Copy nothing but the text: reproduce each line of the listing exactly and leave the pictures out.

══ Supplied material ══

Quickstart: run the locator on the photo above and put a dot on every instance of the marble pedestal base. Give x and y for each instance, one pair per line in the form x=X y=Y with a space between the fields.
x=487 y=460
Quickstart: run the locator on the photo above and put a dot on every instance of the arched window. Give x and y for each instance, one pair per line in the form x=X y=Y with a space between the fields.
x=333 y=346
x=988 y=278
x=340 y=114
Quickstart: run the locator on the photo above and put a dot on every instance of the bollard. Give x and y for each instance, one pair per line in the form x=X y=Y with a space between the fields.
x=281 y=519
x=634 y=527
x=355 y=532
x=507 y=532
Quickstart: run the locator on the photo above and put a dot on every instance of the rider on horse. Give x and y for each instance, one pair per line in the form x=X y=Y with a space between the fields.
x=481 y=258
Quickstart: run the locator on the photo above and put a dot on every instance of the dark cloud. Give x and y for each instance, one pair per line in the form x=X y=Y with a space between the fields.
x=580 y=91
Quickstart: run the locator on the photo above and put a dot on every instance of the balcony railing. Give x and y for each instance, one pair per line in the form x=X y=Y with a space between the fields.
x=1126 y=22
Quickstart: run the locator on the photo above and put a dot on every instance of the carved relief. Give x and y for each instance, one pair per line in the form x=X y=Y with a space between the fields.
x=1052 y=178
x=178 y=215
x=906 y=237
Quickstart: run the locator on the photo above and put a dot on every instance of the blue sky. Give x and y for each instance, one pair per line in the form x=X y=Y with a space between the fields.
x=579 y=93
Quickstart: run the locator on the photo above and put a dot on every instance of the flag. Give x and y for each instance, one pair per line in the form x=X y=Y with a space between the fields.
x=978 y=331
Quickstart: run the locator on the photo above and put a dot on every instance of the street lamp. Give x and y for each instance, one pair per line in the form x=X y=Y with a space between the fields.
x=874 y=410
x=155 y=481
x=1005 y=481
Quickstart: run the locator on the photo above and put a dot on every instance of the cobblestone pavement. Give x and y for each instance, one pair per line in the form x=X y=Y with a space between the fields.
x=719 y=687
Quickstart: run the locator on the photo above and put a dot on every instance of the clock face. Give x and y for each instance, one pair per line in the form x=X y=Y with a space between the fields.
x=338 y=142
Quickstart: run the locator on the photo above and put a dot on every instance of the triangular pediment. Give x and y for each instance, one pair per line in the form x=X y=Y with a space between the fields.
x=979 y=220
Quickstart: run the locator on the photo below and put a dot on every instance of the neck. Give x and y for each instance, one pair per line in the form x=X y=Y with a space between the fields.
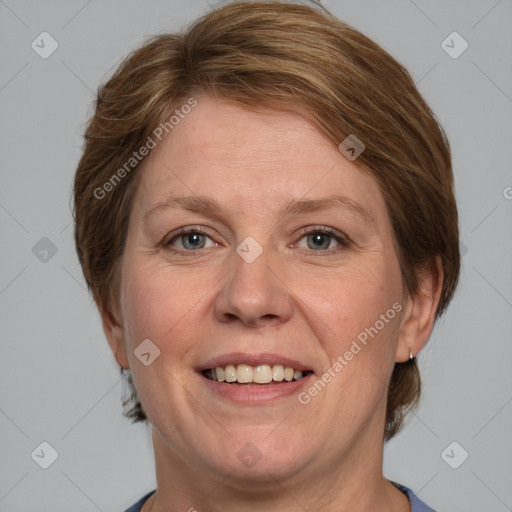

═══

## Response for this exercise
Quickstart: run the locator on the photo above and put a dot on every instance of the marble pedestal base. Give x and y for each instance, one pair per line in the form x=X y=Y with a space between the fields.
x=487 y=460
Quickstart: run the locator on the photo above and put a dot on every instance of the arched window. Give x and y for each instance, one pair per line in the form x=X y=Y with a space between the fields.
x=333 y=346
x=988 y=278
x=340 y=114
Quickstart: run the locator on the photo above and put a dot on every instance of the bollard. Give x and y for each instance, one pair per line in the form x=X y=Y with a space between the fields.
x=281 y=519
x=634 y=527
x=355 y=532
x=507 y=532
Quickstart: run the locator on the photo above and put a dot on every instance of the rider on horse. Give x and y for each instance, one pair per line in the form x=X y=Y with a space between the fields.
x=481 y=258
Quickstart: run the locator on the photo above and put a dot on every instance of the dark cloud. Give x and y for each instance, one pair per line in the form x=X y=Y with a space between the fields.
x=580 y=91
Quickstart: run the locator on the photo above and put a dot on every instance of the balcony railing. Give x and y for each instance, one pair per line in the form x=X y=Y with a space between the fields.
x=1126 y=22
Quickstart: run the locator on the photo above and put a dot on every instance of the carved relief. Give x and y for each instance, one pair per line in the form x=X y=Y with a space between the fields.
x=1052 y=178
x=178 y=215
x=906 y=237
Quickstart: run the locator on the photo above and put a dot on every instance of the blue sky. Give x and y for each instance, one pair per line in the form x=X y=Y with a space between the fields.
x=579 y=93
Quickstart: run the locator on the photo above and put a dot on every instance of the flag. Give x and y for each instance, one pair per line in the form x=X y=Y with a space between the fields.
x=978 y=331
Quickstart: run the locator on the photo above and put a dot on every instance of the street lamp. Give x and y for each instance, one pair per line in the form x=X y=Y with a space between the fields.
x=874 y=410
x=155 y=481
x=1005 y=481
Quickstart: run the locator on the photo above and put a dot on every instance of the cobblestone pavement. Give x and y for each instance, one pair per line in the form x=X y=Y with a space between the fields.
x=719 y=687
Quickstart: run the locator on the photo above and put a dot on every instance of the clock face. Give x and y for each instance, one pair per line in the form x=X y=Y with a space between the fields.
x=338 y=142
Quickstart: run the locator on the photo above and put a dot on every instance of the triangular pediment. Give x and y for each instance, one pair per line in the form x=X y=Y with a space between the fields.
x=979 y=220
Quickstart: run the locator on the photo below and put a dot on every instance of the neck. Give x and y for each instance, one pair per line in the form x=X y=Y with a space between the fields.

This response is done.